> _Source material_:
* start *

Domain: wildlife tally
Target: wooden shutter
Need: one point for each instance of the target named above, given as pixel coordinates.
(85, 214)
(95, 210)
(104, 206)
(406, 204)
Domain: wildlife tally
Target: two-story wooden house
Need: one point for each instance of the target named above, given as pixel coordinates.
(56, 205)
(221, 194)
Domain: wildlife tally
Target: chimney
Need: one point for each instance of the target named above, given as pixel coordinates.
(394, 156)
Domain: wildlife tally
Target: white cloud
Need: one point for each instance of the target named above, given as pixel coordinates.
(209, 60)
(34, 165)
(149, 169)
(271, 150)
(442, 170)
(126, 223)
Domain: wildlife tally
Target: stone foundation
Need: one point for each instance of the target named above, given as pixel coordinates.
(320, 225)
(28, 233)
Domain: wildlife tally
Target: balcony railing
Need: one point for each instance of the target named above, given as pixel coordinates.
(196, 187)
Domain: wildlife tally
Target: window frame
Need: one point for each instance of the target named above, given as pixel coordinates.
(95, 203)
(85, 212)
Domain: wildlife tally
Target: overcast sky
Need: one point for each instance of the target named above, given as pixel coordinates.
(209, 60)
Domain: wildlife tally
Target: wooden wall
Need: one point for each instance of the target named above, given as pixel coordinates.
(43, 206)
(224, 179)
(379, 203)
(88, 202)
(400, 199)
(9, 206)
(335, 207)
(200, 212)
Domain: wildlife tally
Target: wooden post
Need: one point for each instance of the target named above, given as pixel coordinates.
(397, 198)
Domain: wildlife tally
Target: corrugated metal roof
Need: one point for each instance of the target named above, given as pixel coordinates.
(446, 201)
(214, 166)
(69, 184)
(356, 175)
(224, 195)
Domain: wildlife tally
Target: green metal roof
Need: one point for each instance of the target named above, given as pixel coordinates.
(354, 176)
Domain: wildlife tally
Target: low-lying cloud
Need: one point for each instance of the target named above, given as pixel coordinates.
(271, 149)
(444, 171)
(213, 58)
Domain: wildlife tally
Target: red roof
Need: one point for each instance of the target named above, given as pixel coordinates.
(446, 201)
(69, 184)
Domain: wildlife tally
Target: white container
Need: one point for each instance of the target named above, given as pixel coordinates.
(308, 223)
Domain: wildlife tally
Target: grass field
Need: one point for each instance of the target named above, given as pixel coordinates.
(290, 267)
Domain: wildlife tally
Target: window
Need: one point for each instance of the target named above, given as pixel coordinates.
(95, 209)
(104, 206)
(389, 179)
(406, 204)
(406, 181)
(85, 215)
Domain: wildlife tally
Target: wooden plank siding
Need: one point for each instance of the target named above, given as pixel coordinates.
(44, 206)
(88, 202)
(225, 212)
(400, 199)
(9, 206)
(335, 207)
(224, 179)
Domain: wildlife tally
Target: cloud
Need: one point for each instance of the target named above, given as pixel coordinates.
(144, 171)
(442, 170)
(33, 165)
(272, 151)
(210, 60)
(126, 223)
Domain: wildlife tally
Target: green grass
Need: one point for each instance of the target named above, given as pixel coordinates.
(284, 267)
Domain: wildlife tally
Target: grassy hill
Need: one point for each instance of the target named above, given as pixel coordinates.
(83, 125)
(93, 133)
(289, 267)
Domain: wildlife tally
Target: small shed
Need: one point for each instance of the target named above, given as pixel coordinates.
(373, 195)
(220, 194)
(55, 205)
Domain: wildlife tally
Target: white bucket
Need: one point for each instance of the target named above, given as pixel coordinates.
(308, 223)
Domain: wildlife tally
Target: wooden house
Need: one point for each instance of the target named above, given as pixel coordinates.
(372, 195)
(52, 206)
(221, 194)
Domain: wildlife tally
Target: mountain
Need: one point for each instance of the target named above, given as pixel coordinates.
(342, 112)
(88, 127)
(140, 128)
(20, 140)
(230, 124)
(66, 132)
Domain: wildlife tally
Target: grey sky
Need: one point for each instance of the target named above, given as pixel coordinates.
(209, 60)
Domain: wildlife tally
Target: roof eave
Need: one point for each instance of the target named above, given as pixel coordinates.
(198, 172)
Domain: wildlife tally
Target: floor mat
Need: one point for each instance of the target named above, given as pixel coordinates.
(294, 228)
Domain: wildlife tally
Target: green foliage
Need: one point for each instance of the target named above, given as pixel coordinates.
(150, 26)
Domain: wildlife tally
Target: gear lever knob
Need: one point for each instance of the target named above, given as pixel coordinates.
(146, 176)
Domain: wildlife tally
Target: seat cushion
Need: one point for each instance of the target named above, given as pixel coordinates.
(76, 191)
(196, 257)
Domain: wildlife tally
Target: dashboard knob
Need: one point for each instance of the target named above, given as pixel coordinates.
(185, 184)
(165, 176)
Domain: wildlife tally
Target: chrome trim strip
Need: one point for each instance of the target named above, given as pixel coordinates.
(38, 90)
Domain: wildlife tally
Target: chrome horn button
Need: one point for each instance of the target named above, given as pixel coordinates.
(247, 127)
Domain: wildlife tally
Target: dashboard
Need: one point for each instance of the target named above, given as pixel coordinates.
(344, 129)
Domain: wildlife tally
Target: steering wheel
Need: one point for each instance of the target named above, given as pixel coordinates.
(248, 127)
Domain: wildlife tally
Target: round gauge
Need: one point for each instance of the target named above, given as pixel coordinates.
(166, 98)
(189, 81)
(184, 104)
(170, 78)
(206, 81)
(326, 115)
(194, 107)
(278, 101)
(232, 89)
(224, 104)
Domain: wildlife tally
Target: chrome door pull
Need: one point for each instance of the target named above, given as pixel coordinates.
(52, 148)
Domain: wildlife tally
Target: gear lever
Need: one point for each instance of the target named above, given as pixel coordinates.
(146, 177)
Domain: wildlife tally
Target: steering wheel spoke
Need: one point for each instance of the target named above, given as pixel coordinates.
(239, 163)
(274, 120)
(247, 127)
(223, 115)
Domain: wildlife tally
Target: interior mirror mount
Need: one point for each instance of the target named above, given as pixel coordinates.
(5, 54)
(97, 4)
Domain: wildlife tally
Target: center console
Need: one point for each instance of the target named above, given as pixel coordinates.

* end *

> _What is being asked_:
Extract the complete listing above, reproducing each line exactly.

> _Solution below_:
Domain: wildlife tally
Target: wooden shutter
Need: one point for each instance of the target named above, given as pixel coordinates.
(85, 214)
(95, 210)
(104, 206)
(406, 204)
Domain: wildlife tally
Target: two-story wooden house
Need: one point for each instance of the target named above, given as pixel coordinates.
(56, 205)
(221, 194)
Domain: wildlife tally
Target: chimney
Need: one point for each instance of the target named above, given as pixel coordinates.
(394, 156)
Domain: wildlife tally
Target: white cloud
Need: one point for each instance of the target named above, given as pixel coordinates.
(209, 60)
(34, 165)
(149, 169)
(271, 150)
(442, 170)
(126, 223)
Domain: wildlife tally
Target: stone foundation
Need: one point for each instance of the target named above, given as pixel coordinates.
(320, 225)
(28, 233)
Domain: wildlife tally
Target: balcony railing
Need: one point for each instance of the target named above, given as pixel coordinates.
(196, 187)
Domain: wildlife tally
Target: window frame
Need: one point for each instance of the target named above, given as pixel coordinates.
(95, 203)
(85, 212)
Domain: wildlife tally
Target: overcast sky
Need: one point for each instance of the target named above, given as pixel coordinates.
(209, 60)
Domain: wildlife tally
Target: wooden wall
Need: one point for each instance of the target named above, given as pixel coordinates.
(43, 206)
(224, 179)
(379, 203)
(88, 202)
(400, 199)
(9, 206)
(335, 207)
(200, 212)
Domain: wildlife tally
Target: wooden post
Need: one point for each instance of the target named above, given as pixel coordinates.
(397, 198)
Domain: wildlife tally
Target: corrugated metal roof
Need: one point for each instance of the target named above, given as pixel coordinates.
(446, 201)
(214, 166)
(69, 184)
(356, 175)
(224, 195)
Domain: wildlife tally
Target: green metal roof
Need: one point for each instance of the target named above, given as pixel coordinates.
(354, 176)
Domain: wildlife tally
Target: low-lying cloud
Need: one point for each instance of the target named above, given as pixel coordinates.
(271, 149)
(444, 171)
(213, 58)
Domain: wildlife tally
Target: red roof
Need: one point for each instance of the target named above, given as pixel coordinates.
(446, 201)
(69, 184)
Domain: wildlife tally
Target: white container
Need: one point for each instance of the target named above, given as pixel coordinates.
(308, 223)
Domain: wildlife tally
Target: grass field
Need: one point for each instance of the target named above, given as pixel coordinates.
(290, 267)
Domain: wildlife tally
Target: window
Need: one point for each instance of the target named above, given as pixel coordinates.
(95, 209)
(104, 206)
(389, 179)
(406, 204)
(406, 181)
(85, 215)
Domain: wildlife tally
Target: wooden plank siding
Need: one point for each instance of the target named above, given as pixel coordinates.
(44, 206)
(88, 202)
(225, 212)
(400, 199)
(9, 206)
(335, 207)
(224, 179)
Domain: wildlife tally
Target: cloud
Need: one point for each instance of the target named above, given as pixel coordinates.
(144, 171)
(442, 170)
(33, 165)
(272, 151)
(210, 60)
(126, 223)
Domain: wildlife tally
Target: green grass
Need: one point for each instance of the target named above, given as pixel coordinates.
(284, 267)
Domain: wildlife tally
Target: grassy hill
Need: one point for each instance of the target named above, given as pixel coordinates.
(83, 125)
(93, 133)
(289, 267)
Domain: wildlife tally
Target: small shed
Need: one point for each instance of the target named above, given as pixel coordinates.
(373, 195)
(220, 194)
(55, 205)
Domain: wildlife tally
Target: white bucket
Need: one point for each instance of the target named above, given as pixel coordinates.
(308, 223)
Domain: wildlife tally
Target: wooden house
Need: one point for each instance of the target named above, given as pixel coordinates.
(372, 195)
(52, 206)
(221, 194)
Domain: wildlife tally
Target: mountain
Need: one point for each instance of the target named above, given as pixel coordinates.
(342, 112)
(88, 127)
(140, 128)
(20, 140)
(230, 124)
(66, 132)
Domain: wildlife tally
Target: grey sky
Need: one point for each instance of the target named above, given as pixel coordinates.
(209, 60)
Domain: wildlife tally
Target: roof eave
Need: one point for each instance of the target named above, given as pixel coordinates.
(198, 172)
Domain: wildlife tally
Target: floor mat
Need: one point for each instance of the target named above, given as pixel coordinates.
(294, 228)
Domain: wildlife tally
Target: green foliage
Need: one point for each instance of the target named above, given as pixel coordinates.
(150, 26)
Domain: wildlife tally
Target: gear lever knob
Need: one point for each instance of the target named above, given as pixel coordinates.
(146, 176)
Domain: wildlife tally
Target: seat cushion
Need: one point for each instance of the target named above, given as pixel coordinates.
(76, 191)
(196, 257)
Domain: wildlife tally
Target: dashboard knob
Need: one point for each instance of the target named above, given as pixel coordinates.
(185, 184)
(165, 176)
Domain: wildlife tally
Target: chrome trim strip
Need: one point for each instance of the target named above, given as pixel coordinates.
(38, 90)
Domain: wildlife tally
Target: chrome horn button
Need: one point for each instance of the target named above, given as pixel coordinates.
(247, 127)
Domain: wildlife tally
Target: dashboard
Need: one point for each instance of the target named above, given as pixel coordinates.
(344, 129)
Domain: wildlife tally
Target: steering wheel
Need: one point for each instance of the target named above, given as pixel coordinates.
(248, 127)
Domain: wildlife tally
Target: round gauge
Need: one point for each instance of the target named above, given as pixel coordinates.
(166, 98)
(189, 81)
(184, 104)
(170, 78)
(206, 81)
(326, 115)
(194, 107)
(278, 101)
(232, 89)
(224, 104)
Domain: wildlife tally
Target: chrome door pull
Need: one point for each instance of the target named above, given as pixel coordinates.
(52, 148)
Domain: wildlife tally
Target: gear lever
Need: one point for each instance of the target named above, given as pixel coordinates.
(146, 177)
Domain: wildlife tally
Target: steering wheel spoke
Need: one point for each instance of the target named above, given as pixel coordinates.
(239, 163)
(274, 120)
(247, 127)
(223, 115)
Domain: wildlife tally
Target: interior mirror mount
Need: one point for each instance of the target named above, given as pixel coordinates.
(5, 54)
(97, 4)
Domain: wildlife tally
Target: center console
Need: one point for each instance of the target named above, given as pixel coordinates.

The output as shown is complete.